Reproduce the Jumbo Glacier Resort article from "The province approved the" to "and ski lift.", inclusive, swapping "foundations" for "footings".

Selected extract:
━━━━━━━━━━━━━━━━━━━━━━━━━━━━━━
Developers of the controversial Jumbo Glacier Resort (JGR) in the Kootenays must get a new environmental assessment certificate in order to continue developing the ski resort that has been in the planning and development stages for decades.

B.C. Environment Minister Mary Polak announced June 18 that she does not believe that the project has been “substantially started.”

The wording is important because that’s the necessary threshold for the resort to be able to continue its development under its environmental certificate. Without meeting the threshold for work at the resort, the developers will have to start the process again of getting an environmental assessment certificate in order to do any more work at the site.

The province approved the project in March 2012 .

Glacier Resorts Ltd. senior vice-president Grant Costello had sounded very confident that his company had met the threshold of having “substantially started” work on the resort.

“We think that the odds are in our favour because we did do substantial work so it’s hard to understand how they could rule otherwise,” Costello told Business in Vancouver in March .

He said at the time that his company last year poured foundations for a day lodge, utility building and ski lift.

When BIV contacted Costello following Polak’s announcement, he sounded dumbstruck.

“It’s news to me,” he said.

When asked what this means for the project, he said, “I really don’t know. I’ll have to look at the announcement and talk to our team.”

Polak said that she based her assessment on:

•submissions from Glacier Resorts Ltd. and area First Nations representatives such as the Ktunaxa Nation Council and the Shuswap Indian Band;

•guidance from the court decision in Taku River Tlingit First Nation versus B.C. case;

•the B.C. Environmental Assessment Office's substantially started determination report; and

•her own observations from a visit to the Jumbo Glacier Resort project
site on Oct. 11, 2014.

"In making my decision, I focused on the physical activities that had taken place at the project site," Polak said in a conference call. "While it is clear that some construction has started, I was not convinced that the physical activity undertaken as of October 12, 2014, meets the threshold of a substantially started project."

The Jumbo proposal is for a year-round ski resort development in the Jumbo Creek valley, which is 55 kilometres west of Invermere. The B.C. government issued an environmental assessment certificate for the project on Oct. 12, 2004. As a result of an extension issued in 2009, the expiry date of the certificate was Oct. 12, 2014.

Polak told BIV that the developers are eligible to reapply for an environmental assessment certificate and that the documents and reports that they used to get the original certificate 10 years ago would have to be updated. Once the developers apply for the certificate, her expectation is that the Environmental Assessment Office make a decision on granting a new certificate within 180 days.

"In the determination we've made, their certificate expires, "Polak said. "It no longer exists and they would have to begin right from the start but it wouldn't be that the same project would be reconsidered, they would have to start from scratch," she said.
━━━━━━━━━━━━━━━━━━━━━━━━━━━━━━
Point placement records:
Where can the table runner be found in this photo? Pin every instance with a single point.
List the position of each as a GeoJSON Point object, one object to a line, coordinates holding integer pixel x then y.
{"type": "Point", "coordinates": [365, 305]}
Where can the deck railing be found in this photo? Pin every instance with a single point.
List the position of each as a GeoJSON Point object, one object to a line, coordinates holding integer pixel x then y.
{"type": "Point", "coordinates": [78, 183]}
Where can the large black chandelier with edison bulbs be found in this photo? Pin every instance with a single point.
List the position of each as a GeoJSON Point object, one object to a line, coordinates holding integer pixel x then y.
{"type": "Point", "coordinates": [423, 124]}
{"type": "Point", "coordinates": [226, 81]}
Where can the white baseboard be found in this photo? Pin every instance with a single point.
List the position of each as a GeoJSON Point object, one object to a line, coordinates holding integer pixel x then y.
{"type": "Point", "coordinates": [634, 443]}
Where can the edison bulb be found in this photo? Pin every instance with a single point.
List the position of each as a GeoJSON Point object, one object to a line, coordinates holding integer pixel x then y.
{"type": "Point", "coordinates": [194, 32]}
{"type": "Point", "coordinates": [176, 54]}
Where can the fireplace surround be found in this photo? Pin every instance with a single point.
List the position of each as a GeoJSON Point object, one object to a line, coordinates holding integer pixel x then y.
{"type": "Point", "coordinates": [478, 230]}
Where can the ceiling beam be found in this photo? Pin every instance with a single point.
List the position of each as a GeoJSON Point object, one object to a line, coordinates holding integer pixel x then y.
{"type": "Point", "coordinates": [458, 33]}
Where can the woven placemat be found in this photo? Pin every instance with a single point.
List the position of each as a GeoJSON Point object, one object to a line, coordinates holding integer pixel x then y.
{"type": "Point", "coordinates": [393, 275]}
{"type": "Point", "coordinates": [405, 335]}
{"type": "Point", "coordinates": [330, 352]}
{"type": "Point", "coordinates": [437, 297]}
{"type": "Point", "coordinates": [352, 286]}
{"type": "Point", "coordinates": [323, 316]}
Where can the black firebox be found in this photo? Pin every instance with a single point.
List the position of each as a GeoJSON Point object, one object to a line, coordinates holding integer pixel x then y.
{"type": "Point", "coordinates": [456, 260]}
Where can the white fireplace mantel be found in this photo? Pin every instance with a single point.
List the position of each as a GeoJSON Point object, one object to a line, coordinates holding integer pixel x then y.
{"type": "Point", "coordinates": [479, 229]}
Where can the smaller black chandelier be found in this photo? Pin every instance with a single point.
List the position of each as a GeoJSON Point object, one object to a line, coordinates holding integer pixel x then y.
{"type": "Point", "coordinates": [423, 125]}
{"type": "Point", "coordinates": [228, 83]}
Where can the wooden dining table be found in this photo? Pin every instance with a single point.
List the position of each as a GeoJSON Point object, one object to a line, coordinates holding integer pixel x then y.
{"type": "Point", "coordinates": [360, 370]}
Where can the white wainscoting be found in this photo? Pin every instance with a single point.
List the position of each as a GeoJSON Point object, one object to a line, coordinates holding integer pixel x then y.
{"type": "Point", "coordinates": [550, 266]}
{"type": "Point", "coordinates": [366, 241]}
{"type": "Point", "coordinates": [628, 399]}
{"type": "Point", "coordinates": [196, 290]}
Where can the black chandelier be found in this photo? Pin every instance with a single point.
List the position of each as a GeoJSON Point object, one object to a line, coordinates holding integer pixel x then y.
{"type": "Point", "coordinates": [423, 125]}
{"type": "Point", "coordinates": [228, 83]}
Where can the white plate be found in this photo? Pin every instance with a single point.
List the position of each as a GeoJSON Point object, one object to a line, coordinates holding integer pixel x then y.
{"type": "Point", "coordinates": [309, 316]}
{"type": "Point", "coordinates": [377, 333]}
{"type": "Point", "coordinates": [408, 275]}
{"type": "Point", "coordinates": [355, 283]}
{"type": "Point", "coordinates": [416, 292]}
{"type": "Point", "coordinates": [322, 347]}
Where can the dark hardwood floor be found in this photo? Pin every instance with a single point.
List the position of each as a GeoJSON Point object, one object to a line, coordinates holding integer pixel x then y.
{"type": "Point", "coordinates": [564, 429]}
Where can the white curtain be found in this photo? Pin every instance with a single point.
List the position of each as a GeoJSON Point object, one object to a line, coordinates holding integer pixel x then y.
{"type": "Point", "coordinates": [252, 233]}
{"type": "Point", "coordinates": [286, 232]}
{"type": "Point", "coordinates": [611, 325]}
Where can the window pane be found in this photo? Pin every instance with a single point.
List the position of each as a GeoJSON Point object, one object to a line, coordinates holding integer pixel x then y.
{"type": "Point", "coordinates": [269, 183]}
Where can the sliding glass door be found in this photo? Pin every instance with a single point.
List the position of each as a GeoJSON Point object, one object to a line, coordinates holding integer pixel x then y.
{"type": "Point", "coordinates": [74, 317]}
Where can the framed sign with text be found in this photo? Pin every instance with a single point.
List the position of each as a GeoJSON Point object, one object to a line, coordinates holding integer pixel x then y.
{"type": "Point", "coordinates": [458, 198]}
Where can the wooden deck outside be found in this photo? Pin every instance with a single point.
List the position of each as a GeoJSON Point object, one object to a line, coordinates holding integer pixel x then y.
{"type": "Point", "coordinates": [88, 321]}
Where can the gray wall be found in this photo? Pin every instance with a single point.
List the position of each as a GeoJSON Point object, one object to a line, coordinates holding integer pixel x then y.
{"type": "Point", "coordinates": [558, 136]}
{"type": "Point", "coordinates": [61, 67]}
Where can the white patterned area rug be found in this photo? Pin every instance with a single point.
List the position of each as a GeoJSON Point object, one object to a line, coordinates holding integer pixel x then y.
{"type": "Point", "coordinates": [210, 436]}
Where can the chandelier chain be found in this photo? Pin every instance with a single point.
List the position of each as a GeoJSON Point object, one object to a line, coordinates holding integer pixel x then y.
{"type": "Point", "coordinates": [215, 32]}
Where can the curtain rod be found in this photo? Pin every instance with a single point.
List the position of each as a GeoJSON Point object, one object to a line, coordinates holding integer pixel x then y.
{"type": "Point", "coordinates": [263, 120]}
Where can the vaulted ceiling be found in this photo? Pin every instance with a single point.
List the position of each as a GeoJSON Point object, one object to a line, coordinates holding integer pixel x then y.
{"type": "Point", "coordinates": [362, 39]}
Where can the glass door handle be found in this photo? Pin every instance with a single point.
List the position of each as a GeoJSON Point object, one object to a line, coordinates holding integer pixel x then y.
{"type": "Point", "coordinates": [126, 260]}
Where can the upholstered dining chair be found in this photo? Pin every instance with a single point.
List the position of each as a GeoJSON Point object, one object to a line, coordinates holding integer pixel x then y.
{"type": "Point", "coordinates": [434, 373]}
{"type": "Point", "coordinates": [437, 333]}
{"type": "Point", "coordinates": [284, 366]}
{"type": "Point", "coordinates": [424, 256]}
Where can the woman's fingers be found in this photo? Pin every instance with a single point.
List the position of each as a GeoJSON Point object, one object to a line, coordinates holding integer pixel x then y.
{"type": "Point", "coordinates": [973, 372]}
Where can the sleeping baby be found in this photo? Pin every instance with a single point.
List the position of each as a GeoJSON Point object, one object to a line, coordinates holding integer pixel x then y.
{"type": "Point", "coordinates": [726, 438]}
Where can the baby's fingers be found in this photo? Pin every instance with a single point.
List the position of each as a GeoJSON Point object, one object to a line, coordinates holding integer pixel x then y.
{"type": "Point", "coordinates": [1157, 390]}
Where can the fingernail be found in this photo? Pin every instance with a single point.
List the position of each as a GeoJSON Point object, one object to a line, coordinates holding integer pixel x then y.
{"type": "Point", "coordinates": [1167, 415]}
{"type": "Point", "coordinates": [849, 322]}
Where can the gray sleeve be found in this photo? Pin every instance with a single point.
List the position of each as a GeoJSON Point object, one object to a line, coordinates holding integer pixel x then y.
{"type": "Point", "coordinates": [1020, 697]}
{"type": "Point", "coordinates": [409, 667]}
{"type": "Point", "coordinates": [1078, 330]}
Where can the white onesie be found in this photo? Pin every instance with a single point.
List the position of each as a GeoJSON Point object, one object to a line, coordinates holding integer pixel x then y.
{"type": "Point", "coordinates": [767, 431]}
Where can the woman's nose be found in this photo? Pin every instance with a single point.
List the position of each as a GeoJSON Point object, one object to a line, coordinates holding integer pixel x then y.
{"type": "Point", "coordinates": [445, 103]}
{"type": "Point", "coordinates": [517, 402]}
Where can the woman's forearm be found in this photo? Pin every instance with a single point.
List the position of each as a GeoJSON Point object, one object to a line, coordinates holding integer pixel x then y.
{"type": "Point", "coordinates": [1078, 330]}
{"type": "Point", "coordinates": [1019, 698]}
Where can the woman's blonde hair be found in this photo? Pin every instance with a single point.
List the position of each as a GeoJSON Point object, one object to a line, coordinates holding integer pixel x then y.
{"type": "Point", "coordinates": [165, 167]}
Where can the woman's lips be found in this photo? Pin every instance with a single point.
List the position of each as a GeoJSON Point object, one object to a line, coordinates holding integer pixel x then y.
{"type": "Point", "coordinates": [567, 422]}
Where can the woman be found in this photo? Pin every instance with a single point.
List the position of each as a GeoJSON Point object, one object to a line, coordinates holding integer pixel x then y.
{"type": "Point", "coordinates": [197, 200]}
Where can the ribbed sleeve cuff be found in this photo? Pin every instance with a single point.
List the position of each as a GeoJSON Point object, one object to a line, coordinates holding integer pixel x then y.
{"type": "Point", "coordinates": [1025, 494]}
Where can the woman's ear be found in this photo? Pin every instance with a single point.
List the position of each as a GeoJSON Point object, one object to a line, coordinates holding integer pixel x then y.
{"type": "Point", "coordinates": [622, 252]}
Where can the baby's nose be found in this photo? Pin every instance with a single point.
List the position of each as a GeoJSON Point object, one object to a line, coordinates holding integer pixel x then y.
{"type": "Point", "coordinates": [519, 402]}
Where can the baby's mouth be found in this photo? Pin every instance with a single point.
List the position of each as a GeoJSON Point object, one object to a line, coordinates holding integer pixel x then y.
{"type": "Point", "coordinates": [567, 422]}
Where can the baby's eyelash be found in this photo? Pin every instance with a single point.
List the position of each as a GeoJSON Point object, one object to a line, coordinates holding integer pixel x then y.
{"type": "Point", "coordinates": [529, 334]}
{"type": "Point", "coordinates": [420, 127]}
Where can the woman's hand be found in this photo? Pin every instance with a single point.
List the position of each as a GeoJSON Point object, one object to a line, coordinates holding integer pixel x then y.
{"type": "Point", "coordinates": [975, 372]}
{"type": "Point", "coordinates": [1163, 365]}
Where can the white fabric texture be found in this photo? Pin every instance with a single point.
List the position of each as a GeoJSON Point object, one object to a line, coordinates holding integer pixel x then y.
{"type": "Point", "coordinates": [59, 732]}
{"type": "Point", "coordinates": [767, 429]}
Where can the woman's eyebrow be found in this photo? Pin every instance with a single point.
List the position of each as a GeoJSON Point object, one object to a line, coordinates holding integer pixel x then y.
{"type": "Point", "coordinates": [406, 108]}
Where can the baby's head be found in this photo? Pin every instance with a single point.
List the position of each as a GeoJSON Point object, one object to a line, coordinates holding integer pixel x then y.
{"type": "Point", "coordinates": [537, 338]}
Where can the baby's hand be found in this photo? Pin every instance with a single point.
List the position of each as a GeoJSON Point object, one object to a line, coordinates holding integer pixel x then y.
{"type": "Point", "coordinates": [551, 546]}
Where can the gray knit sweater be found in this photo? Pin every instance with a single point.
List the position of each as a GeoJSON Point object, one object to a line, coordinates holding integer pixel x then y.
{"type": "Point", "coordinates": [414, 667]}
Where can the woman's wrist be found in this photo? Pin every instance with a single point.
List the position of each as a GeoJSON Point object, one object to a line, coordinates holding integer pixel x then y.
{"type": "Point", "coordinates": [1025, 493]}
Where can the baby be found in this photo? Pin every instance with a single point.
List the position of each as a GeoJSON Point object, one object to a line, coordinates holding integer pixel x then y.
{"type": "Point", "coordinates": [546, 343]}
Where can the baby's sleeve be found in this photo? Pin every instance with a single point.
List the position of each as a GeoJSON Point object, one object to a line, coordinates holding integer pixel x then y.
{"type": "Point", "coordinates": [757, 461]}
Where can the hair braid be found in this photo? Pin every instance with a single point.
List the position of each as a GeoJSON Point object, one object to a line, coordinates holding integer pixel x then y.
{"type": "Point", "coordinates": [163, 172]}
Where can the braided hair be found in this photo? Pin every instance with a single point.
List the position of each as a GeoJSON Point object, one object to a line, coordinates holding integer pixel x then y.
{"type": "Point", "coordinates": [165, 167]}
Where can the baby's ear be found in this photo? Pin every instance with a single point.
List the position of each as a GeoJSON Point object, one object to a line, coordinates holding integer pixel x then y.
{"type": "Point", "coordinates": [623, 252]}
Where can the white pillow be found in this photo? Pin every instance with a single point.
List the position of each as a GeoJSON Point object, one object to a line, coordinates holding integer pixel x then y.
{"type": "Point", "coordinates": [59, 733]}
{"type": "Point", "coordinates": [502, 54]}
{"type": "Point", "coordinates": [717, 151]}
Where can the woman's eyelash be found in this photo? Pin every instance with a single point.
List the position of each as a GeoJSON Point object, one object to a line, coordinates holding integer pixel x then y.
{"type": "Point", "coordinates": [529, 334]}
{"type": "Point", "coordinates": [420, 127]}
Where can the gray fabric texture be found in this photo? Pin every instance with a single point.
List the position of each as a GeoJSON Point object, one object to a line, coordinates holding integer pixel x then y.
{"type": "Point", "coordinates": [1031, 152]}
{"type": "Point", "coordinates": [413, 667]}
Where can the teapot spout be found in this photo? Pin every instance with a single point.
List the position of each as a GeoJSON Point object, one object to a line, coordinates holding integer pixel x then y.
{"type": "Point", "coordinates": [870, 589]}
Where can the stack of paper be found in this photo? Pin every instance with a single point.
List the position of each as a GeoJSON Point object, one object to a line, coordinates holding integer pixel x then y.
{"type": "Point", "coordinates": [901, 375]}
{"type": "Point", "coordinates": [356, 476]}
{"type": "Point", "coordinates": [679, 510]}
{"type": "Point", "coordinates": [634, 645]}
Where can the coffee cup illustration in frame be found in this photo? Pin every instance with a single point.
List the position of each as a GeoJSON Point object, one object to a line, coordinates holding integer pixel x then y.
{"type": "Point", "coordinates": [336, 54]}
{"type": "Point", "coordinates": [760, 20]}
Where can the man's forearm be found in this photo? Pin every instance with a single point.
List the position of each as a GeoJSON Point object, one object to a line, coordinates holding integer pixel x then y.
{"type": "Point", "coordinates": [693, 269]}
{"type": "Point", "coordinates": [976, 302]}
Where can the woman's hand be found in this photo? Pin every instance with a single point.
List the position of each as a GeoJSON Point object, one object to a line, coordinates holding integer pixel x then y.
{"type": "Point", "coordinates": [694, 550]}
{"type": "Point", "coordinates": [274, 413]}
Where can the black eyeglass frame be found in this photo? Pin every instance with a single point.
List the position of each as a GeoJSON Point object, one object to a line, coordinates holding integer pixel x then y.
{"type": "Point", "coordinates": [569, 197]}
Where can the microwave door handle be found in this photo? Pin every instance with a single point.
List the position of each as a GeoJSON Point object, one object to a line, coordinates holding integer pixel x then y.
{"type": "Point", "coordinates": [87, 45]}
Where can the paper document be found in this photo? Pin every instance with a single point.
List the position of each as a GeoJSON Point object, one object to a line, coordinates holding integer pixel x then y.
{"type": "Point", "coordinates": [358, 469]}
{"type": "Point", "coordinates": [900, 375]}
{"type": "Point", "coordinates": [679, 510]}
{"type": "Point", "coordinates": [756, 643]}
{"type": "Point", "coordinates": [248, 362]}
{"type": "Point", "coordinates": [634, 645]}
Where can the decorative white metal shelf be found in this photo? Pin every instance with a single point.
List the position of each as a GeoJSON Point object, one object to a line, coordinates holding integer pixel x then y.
━━━━━━━━━━━━━━━━━━━━━━━━━━━━━━
Answer to the problem:
The province approved the project in March 2012 .

Glacier Resorts Ltd. senior vice-president Grant Costello had sounded very confident that his company had met the threshold of having “substantially started” work on the resort.

“We think that the odds are in our favour because we did do substantial work so it’s hard to understand how they could rule otherwise,” Costello told Business in Vancouver in March .

He said at the time that his company last year poured footings for a day lodge, utility building and ski lift.